======== EXTRACTED MATERIAL ========
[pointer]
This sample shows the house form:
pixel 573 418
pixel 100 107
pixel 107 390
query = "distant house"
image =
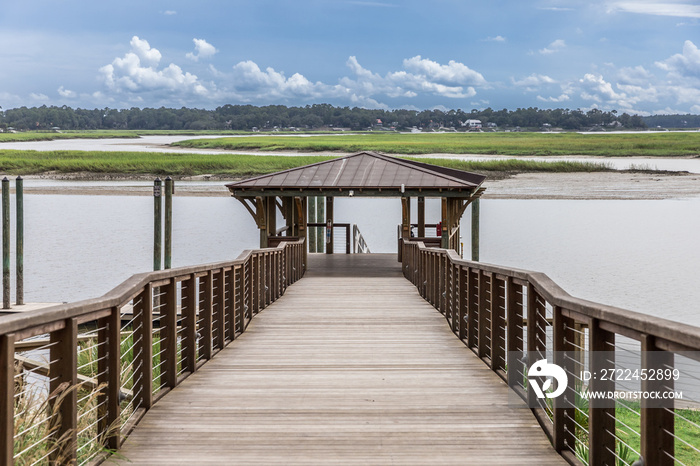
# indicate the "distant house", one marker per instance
pixel 472 124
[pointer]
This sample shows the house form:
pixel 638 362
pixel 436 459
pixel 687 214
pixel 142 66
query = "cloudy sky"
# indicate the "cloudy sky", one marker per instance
pixel 638 56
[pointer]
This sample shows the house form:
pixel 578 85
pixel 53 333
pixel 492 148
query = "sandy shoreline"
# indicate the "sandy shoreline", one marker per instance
pixel 597 185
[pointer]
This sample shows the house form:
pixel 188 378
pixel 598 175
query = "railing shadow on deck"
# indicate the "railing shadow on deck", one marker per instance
pixel 100 364
pixel 512 318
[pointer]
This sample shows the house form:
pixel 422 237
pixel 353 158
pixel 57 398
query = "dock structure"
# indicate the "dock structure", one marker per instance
pixel 350 366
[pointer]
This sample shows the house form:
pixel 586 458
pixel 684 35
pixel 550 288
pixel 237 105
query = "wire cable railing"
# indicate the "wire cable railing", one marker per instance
pixel 514 318
pixel 76 378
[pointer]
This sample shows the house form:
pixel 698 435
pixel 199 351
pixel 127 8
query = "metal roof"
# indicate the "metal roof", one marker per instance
pixel 365 172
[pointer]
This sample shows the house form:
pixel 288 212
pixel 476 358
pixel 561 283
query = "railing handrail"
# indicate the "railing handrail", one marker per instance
pixel 677 332
pixel 118 295
pixel 188 313
pixel 512 318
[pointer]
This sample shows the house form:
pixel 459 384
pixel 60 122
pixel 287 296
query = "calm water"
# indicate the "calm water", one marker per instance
pixel 641 255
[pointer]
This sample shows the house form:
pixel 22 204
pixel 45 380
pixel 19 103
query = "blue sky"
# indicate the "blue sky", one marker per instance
pixel 637 56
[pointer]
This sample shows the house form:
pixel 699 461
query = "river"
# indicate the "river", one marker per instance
pixel 643 255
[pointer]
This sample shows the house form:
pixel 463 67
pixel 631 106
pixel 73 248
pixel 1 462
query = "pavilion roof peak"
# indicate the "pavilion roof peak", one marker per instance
pixel 362 171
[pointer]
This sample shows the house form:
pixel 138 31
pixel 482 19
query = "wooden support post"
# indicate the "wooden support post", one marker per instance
pixel 475 230
pixel 206 285
pixel 445 242
pixel 7 401
pixel 312 219
pixel 63 380
pixel 143 346
pixel 329 225
pixel 271 211
pixel 19 253
pixel 109 374
pixel 261 220
pixel 421 217
pixel 168 243
pixel 406 217
pixel 157 223
pixel 5 243
pixel 657 420
pixel 601 412
pixel 320 218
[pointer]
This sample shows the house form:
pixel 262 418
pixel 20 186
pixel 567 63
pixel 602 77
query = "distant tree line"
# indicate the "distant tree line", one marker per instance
pixel 673 121
pixel 248 117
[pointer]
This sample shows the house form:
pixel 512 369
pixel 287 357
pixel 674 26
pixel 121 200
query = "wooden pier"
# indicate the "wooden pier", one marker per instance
pixel 350 366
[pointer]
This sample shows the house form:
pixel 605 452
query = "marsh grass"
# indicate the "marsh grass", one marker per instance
========
In the listing above, find the line containing "pixel 107 390" and the line containing "pixel 598 175". Print those two lines and every line between them exactly, with no pictures.

ANSWER BELOW |
pixel 107 390
query = "distant house"
image =
# indicate the "distant house", one marker per instance
pixel 472 124
[pointer]
This sample shows the house form:
pixel 638 362
pixel 436 459
pixel 687 214
pixel 142 66
query = "cloudy sky"
# indicate the "cloudy sky", one marker per instance
pixel 638 56
[pointer]
This sample shows the house form:
pixel 578 85
pixel 53 333
pixel 492 148
query = "sandy shoreline"
# indicate the "sandy shoreline", one marker per instance
pixel 597 185
[pointer]
This sample shows the house form:
pixel 188 378
pixel 598 175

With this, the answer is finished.